Exercise prompt
Pull each line containing "window" out of the listing below.

————

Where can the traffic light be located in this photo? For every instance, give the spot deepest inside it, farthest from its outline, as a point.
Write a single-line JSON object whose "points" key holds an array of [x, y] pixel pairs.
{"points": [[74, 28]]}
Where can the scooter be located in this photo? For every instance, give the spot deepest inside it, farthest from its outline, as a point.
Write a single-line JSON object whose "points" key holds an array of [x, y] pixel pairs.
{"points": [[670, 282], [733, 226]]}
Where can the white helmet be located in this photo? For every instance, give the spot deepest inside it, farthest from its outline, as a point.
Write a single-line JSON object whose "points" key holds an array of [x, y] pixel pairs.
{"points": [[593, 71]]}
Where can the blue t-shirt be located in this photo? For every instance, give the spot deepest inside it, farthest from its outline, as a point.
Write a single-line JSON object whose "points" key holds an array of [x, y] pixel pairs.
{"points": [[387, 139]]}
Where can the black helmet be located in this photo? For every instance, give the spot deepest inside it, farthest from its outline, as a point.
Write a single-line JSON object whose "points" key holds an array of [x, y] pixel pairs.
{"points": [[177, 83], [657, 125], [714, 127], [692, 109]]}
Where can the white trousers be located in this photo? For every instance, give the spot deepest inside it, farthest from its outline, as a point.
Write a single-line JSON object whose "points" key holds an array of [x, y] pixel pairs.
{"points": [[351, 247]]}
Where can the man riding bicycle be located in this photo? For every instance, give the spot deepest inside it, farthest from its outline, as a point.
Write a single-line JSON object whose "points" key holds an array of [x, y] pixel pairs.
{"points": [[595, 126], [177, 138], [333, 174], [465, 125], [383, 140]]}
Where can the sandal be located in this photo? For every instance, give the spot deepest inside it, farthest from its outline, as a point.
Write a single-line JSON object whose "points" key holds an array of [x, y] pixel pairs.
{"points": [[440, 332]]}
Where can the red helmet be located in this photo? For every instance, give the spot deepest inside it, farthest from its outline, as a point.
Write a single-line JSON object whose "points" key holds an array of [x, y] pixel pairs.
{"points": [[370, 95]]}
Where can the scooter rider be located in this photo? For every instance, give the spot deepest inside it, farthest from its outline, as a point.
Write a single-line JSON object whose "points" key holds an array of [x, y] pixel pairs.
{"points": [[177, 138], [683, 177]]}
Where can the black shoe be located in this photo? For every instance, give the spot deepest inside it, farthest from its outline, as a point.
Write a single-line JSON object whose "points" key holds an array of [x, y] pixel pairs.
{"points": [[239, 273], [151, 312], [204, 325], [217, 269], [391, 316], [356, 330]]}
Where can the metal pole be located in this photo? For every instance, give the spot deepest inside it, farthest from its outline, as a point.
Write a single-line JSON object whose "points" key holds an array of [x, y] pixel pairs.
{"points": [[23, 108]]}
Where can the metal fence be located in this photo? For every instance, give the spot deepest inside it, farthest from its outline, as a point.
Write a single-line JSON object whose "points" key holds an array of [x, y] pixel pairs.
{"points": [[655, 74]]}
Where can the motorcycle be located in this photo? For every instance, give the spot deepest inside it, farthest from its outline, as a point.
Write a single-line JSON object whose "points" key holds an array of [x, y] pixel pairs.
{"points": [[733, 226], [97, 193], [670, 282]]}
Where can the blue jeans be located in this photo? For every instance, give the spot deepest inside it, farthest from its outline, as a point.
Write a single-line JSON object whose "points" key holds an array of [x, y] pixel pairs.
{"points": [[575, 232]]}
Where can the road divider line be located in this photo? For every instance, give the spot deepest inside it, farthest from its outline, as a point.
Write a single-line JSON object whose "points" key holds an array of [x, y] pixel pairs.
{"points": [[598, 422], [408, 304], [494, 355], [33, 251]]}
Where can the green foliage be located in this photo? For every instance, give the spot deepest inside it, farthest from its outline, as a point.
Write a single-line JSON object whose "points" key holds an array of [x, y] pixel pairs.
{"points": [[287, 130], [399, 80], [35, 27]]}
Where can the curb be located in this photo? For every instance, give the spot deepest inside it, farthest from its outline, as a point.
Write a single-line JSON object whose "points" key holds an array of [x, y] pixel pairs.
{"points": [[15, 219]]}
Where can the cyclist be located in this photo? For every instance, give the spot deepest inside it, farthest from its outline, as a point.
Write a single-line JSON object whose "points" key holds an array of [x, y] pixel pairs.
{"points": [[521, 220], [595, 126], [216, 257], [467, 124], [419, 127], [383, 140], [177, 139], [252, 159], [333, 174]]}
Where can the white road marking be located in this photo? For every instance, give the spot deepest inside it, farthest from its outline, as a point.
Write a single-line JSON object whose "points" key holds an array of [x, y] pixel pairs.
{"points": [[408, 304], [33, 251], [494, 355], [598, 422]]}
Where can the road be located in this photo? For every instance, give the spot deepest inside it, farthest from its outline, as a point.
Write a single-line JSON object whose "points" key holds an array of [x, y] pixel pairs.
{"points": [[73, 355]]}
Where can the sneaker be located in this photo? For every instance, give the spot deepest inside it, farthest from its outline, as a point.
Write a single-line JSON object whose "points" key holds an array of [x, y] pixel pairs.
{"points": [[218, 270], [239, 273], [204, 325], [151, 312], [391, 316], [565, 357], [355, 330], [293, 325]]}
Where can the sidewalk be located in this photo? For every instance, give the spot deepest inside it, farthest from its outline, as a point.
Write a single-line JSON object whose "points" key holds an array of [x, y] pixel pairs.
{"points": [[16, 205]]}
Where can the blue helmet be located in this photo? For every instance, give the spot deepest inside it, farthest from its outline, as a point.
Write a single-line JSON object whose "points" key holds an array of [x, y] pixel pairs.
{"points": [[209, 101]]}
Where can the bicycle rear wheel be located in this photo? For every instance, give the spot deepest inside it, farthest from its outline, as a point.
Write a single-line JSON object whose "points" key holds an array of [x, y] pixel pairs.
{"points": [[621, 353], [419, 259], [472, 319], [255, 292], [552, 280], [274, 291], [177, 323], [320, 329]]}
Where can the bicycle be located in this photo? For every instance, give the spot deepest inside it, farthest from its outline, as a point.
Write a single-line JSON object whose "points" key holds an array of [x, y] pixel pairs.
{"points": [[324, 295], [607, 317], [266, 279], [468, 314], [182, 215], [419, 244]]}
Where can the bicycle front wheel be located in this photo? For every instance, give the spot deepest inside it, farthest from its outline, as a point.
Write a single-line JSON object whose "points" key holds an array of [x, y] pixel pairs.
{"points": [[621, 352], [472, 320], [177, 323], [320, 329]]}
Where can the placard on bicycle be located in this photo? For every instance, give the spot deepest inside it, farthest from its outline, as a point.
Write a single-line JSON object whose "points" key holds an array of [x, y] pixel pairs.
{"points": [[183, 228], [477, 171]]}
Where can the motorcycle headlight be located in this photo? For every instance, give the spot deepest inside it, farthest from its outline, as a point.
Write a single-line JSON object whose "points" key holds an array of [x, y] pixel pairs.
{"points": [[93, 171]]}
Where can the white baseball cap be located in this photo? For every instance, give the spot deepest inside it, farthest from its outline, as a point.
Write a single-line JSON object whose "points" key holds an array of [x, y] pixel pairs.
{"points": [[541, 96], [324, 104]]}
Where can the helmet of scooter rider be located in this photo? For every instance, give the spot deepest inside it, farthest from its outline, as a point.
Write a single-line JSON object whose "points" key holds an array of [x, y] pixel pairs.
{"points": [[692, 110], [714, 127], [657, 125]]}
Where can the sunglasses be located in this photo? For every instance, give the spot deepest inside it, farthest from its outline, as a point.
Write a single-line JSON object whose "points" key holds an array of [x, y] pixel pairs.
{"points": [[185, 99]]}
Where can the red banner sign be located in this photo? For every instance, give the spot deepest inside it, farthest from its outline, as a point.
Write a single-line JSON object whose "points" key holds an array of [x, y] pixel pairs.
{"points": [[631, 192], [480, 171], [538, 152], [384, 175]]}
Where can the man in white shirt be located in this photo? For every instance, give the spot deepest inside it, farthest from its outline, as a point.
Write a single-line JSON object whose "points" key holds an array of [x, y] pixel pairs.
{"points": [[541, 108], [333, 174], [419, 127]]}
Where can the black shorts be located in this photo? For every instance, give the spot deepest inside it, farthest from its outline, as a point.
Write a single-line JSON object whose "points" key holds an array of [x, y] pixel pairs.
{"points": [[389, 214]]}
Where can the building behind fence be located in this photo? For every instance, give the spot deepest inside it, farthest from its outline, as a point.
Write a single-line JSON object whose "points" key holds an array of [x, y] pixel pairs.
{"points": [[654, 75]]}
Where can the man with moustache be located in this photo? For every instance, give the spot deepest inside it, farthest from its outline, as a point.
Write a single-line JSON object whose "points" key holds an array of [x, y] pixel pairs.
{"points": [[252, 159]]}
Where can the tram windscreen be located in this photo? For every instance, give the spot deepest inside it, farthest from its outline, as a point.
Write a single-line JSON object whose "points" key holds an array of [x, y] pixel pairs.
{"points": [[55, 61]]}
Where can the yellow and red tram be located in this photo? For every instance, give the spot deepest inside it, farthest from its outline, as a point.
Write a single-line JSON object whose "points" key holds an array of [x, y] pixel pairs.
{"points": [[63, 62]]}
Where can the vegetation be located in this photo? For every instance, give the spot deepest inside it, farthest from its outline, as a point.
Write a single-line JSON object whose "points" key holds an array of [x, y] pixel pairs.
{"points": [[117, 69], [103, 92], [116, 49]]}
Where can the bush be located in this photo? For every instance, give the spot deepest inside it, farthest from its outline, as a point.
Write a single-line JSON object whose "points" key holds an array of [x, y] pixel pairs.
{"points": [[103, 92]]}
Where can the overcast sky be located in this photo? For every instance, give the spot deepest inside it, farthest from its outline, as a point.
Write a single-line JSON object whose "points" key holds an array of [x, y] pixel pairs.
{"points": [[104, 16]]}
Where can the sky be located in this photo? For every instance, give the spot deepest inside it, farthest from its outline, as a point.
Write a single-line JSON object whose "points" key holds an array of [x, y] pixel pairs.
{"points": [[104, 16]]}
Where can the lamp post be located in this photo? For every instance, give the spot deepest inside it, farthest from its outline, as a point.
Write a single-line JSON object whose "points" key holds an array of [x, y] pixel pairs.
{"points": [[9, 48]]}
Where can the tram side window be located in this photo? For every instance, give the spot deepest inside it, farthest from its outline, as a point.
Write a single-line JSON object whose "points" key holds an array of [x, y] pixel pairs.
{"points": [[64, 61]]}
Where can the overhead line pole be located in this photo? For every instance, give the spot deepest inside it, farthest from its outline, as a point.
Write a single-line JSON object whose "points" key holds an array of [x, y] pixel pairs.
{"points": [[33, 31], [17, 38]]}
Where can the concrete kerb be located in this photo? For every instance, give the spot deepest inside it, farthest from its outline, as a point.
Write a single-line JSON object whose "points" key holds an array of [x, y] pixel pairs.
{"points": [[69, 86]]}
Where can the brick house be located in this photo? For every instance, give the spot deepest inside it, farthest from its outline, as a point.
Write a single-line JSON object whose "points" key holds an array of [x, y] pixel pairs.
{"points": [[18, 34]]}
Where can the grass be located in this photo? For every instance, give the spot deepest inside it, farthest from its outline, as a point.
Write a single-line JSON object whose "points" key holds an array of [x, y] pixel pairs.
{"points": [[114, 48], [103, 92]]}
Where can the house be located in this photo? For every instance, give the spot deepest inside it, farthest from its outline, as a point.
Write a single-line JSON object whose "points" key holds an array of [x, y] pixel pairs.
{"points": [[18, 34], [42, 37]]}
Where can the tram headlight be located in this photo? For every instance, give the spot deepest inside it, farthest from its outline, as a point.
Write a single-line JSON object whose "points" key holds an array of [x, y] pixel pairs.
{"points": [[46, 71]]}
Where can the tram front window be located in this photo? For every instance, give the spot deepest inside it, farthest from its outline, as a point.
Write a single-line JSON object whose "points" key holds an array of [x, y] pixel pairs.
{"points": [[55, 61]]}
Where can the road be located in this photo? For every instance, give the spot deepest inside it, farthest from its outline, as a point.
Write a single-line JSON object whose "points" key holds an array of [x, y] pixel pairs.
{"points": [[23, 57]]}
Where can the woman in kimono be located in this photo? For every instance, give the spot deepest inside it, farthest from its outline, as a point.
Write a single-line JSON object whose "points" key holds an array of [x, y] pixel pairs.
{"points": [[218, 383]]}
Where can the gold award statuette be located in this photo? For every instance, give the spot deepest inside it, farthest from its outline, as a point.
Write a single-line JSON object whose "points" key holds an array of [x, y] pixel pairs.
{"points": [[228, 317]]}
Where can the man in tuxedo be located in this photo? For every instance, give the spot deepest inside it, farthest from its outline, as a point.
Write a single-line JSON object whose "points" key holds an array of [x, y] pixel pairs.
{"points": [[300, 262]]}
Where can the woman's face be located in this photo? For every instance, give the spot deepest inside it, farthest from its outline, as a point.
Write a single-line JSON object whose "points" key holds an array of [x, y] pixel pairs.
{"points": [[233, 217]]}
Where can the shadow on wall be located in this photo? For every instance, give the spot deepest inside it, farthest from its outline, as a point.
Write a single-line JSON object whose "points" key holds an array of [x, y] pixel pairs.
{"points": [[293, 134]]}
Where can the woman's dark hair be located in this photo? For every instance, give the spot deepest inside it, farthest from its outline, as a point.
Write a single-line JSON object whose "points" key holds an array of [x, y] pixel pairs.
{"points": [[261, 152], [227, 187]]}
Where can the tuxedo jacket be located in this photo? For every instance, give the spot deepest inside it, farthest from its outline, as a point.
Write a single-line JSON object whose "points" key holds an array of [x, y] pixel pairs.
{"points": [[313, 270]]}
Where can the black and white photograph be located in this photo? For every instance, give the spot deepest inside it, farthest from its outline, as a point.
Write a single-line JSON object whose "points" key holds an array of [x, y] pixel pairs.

————

Response to the exercise
Where can the tram side window be located in this photo? For every instance, give the spot deepest inside it, farthest from its outline, as a point.
Where can the tram front window be located in this photo? For every instance, give the spot deepest inside it, farthest from its outline, as a point.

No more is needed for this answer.